**Text shown:**
How to change your partition key in Azure Cosmos DB

Avatar

Theo

Image pk search bing

Searching for how to change your partition key in Azure Cosmos DB? You have come to the right place!

Lets get the “bad news” out of the way quickly: technically, it is not possible to “update” your partition key in an existing container. The reason for this is that the partition key field you chose when creating your container is used as the basis for a consistent hashing scheme that dictates the distribution of data across logical and physical partitions behind the scenes in Azure Cosmos DB’s backend infrastructure. This is what facilitates massive and seamless horizontal scalability in Azure Cosmos DB. We cannot allow this value to be changed once created in an existing container/collection.

But have no fear! The good news is that there are two features, the Change Feed Processor and Bulk Executor Library, in Azure Cosmos DB that can be leveraged to achieve a live migration of your data from one container to another. This allows you to re-distribute your data to match the desired new partition key scheme, and make the relevant application changes afterwards, thus achieving the effect of “updating your partition key”. In this blog, we are going to present you with a custom deployable .NET app that implements these features, to help you achieve this in a relatively painless way!

**Excerpted records:**
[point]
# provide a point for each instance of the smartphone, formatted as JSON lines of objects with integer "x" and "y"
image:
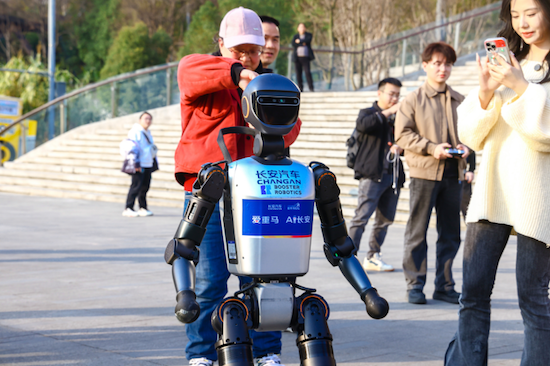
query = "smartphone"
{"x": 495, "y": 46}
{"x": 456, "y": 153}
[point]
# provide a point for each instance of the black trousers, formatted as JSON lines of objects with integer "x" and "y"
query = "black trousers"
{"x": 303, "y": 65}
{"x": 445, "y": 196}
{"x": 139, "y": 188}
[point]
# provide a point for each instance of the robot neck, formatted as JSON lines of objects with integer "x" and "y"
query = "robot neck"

* * *

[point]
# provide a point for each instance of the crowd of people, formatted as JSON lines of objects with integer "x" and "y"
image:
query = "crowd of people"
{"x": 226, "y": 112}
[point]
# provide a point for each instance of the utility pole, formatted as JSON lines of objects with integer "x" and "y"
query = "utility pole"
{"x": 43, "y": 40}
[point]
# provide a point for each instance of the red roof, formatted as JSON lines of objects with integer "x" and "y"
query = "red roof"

**Aim A:** Swap "live migration" for "online migration" in the Cosmos DB partition key text, from "But have no" up to and including "relatively painless way!", and write out that stretch with the change.
**Aim B:** Pick up the text on changing the Cosmos DB partition key after its last sentence and carry it on from there.
The material above stands apart from the text on changing the Cosmos DB partition key.

**Answer A:**
But have no fear! The good news is that there are two features, the Change Feed Processor and Bulk Executor Library, in Azure Cosmos DB that can be leveraged to achieve a online migration of your data from one container to another. This allows you to re-distribute your data to match the desired new partition key scheme, and make the relevant application changes afterwards, thus achieving the effect of “updating your partition key”. In this blog, we are going to present you with a custom deployable .NET app that implements these features, to help you achieve this in a relatively painless way!

**Answer B:**
 

Prerequisites

You will need to have access to an Azure subscription, and an Azure Cosmos DB SQL API account that will be used for the migration metadata (this can be the same as the collection where you wish to change partition key scheme, if you wish). Note that all of the below guidance applies to SQL API only.

The deployment uses Azure Resource Manager (ARM) to deploy two app service plans. One is for a client node.js application, and the other is to handle the migration workload and Change Feed processing. An instance of Azure Application Insights will also be provisioned:

Image appservices

You should ensure you understand the ongoing costs of running the app using the cost analysis tab:

Image costs

 

Quickstart

To deploy the app to Azure, click here.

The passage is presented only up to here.